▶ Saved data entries
────────
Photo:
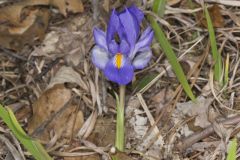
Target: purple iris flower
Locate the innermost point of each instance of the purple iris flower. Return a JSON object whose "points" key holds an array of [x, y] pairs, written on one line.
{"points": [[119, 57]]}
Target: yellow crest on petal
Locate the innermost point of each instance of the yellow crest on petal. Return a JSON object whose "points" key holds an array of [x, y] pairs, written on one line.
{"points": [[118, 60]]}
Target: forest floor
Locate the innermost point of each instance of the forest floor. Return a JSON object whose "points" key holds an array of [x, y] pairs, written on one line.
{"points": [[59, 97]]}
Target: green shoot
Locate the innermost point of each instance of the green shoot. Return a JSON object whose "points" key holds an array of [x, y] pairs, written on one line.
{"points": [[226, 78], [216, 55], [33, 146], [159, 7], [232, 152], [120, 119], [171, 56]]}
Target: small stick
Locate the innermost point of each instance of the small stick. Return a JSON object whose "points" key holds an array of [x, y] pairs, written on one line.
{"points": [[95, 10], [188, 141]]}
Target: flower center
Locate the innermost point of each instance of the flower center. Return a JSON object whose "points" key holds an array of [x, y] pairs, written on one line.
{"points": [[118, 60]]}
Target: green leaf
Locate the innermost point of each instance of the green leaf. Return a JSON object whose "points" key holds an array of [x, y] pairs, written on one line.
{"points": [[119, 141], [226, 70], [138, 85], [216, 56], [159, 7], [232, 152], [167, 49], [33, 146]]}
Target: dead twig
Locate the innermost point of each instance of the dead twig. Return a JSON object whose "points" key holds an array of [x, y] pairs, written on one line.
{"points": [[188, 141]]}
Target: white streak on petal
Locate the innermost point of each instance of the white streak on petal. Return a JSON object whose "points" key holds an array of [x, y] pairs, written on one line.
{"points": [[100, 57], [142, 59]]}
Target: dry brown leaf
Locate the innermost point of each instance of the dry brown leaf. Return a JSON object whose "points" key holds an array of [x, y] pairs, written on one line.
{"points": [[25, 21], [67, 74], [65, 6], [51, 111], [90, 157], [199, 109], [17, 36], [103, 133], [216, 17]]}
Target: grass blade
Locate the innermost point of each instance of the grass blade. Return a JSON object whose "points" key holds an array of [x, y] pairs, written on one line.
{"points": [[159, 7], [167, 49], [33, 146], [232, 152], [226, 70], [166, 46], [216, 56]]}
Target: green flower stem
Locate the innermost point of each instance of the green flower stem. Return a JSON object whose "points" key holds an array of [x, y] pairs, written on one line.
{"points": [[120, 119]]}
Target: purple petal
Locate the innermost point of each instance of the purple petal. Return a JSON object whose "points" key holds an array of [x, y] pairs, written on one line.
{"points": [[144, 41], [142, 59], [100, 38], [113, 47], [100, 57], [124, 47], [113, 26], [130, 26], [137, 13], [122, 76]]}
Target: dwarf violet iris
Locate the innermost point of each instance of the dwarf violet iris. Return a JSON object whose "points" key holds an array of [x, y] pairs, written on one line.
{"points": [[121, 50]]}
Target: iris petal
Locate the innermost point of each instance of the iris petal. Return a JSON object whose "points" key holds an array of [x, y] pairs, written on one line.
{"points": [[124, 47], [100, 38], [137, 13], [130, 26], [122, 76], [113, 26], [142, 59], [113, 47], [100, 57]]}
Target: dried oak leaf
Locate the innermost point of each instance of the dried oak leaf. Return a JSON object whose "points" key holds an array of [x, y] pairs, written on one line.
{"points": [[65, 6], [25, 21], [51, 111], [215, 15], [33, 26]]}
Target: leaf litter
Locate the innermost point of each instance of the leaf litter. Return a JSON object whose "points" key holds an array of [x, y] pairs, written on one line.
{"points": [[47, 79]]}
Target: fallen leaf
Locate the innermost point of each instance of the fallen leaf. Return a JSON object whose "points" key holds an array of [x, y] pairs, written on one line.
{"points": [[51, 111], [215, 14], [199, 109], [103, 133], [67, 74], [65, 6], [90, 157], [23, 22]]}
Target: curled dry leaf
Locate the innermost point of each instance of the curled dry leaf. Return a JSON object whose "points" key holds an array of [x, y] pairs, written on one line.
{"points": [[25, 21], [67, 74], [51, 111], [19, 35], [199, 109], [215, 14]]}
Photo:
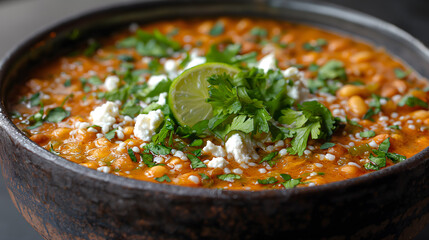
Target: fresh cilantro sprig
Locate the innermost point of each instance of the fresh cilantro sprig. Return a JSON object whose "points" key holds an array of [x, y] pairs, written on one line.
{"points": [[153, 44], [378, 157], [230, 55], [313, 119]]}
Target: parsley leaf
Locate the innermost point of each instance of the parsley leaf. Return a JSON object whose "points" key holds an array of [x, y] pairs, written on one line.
────────
▶ Exercise description
Without the pictures, write out all of the material exactly.

▶ Exercise result
Photo:
Target: purple iris flower
Locate the innermost point of each instance of the purple iris flower. Return a JSON object whose "points" key holds an array of [x, y] pairs, written on one line.
{"points": [[119, 57]]}
Target: yellow crest on petal
Locate the innermost point of each instance of the yellow crest on petal. Return a JSON object whose "points" key holds an array of [x, y] pairs, written on one line.
{"points": [[118, 60]]}
Target: forest floor
Locate the innermost point of each instance of the forest floor. Return a JSON object whose "points" key holds an array of [x, y] pairs, written on one line.
{"points": [[59, 97]]}
Target: green shoot
Locate the innermost point of each instance of the green shoot. Return a JSON object whose "points" key holds an array of [x, y] pairs, written on one line.
{"points": [[226, 78], [216, 55], [33, 146], [159, 7], [232, 152], [120, 119], [171, 56]]}
Target: small stick
Locate the innermost point of each instance of the small stick. Return a JSON object whose "points" key holds an array of [x, y] pairs, written on one line.
{"points": [[95, 10], [188, 141]]}
Target: flower center
Locate the innermost point of each instance of the flower center. Return a JSON object whose "points" key holds an array of [x, y] pairs, written on one line.
{"points": [[118, 60]]}
Target: green leaf
Locate the innermost point of each instance of the green leaf. Return a JSON object whose "points" key holds an array of [x, y] pairs, written on one line.
{"points": [[119, 141], [226, 70], [138, 85], [216, 56], [159, 7], [232, 152], [167, 49], [33, 146]]}
Target: dead twig
Locate the innermost point of each instance of the dead twig. Return a JSON object whose "points" key holds an array of [x, y] pairs, written on one line.
{"points": [[188, 141]]}
Target: white streak on petal
Locate the innermost point of each instance of the white streak on petal. Return a JSON object whose "points" key holds an array of [x, y] pairs, written on one line.
{"points": [[100, 57], [142, 59]]}
Target: dry brown leaf
Locate the innermost point of each instance of the dry brown leaf. Return a JSON object whose "points" key holds an array of [x, y] pairs, written on one line.
{"points": [[25, 21], [67, 74], [65, 6], [51, 111], [90, 157], [199, 109], [17, 36], [103, 133], [216, 17]]}
Target: grass blade
Locate the innermost point of each instance of the grass blade. Return a JSON object whose "points" key holds an array of [x, y] pairs, written on one line.
{"points": [[159, 7], [167, 49], [33, 146], [232, 152], [226, 70], [166, 46], [216, 56]]}
Target: green flower stem
Locate the innermost point of each instance of the green flower stem. Return a JSON object whose "points" key holds an array of [x, y] pairs, written on one line.
{"points": [[120, 119]]}
Target: purple petal
Locate the innermost point of each instance of the purple petal. Return a JSON object whose "points" key holds an array of [x, y] pairs, written on one line.
{"points": [[144, 41], [142, 59], [100, 38], [113, 47], [100, 57], [124, 47], [113, 26], [130, 26], [137, 13], [122, 76]]}
Target: dwarf violet iris
Locate the innermost point of each instance of the dwarf violet iris. Return a JSON object whose "points" key holds an array of [x, y] pairs, written on one line.
{"points": [[121, 50]]}
Target: iris petal
Locate the innermost point of each instance of the iris petal. Return a JSON object whose "points" key holds an array of [x, y] pairs, written on one line.
{"points": [[124, 47], [100, 38], [137, 13], [130, 26], [122, 76], [113, 26], [142, 59], [113, 47], [100, 57]]}
Target: dried oak leaf
Locate the innermost point of each instance of the dried oak leaf. Return a JSON object whose "points" key holds an array of [x, y] pairs, written on one line.
{"points": [[65, 6], [25, 21], [51, 111], [215, 15], [33, 26]]}
Target: leaf litter
Locate the innermost point of each instance of the leaf litter. Return a JSON object whose "points" key holds an array of [x, y] pairs, written on one line.
{"points": [[47, 79]]}
Target: fallen leaf
Locate the innermost point of each instance of the fallen leaf. Return a JSON object whose "points" key holds an array of [x, y] pairs, written on one line.
{"points": [[51, 111], [215, 14], [199, 109], [103, 133], [67, 74], [65, 6], [90, 157], [23, 22]]}
Target: curled dry leaf
Locate the innermost point of each instance of the curled dry leaf. Return a JSON object whose "points" key holds an array of [x, y] pairs, written on one line.
{"points": [[25, 21], [67, 74], [51, 111], [19, 35], [199, 109], [215, 14]]}
Photo:
Target: fresh cilantro sprig
Locate the innermost point of each instance of the fresh cilantro sprig. Return a JSON object whose "points" key holds an array of [x, y] pairs, written on one line.
{"points": [[153, 44], [378, 157], [230, 55], [313, 119]]}
Target: parsley leaf
Locate the innermost point of each instance of the parsley leaf. Return a JSON object whose "points" key holds an array of [x, y] pairs, written on one line.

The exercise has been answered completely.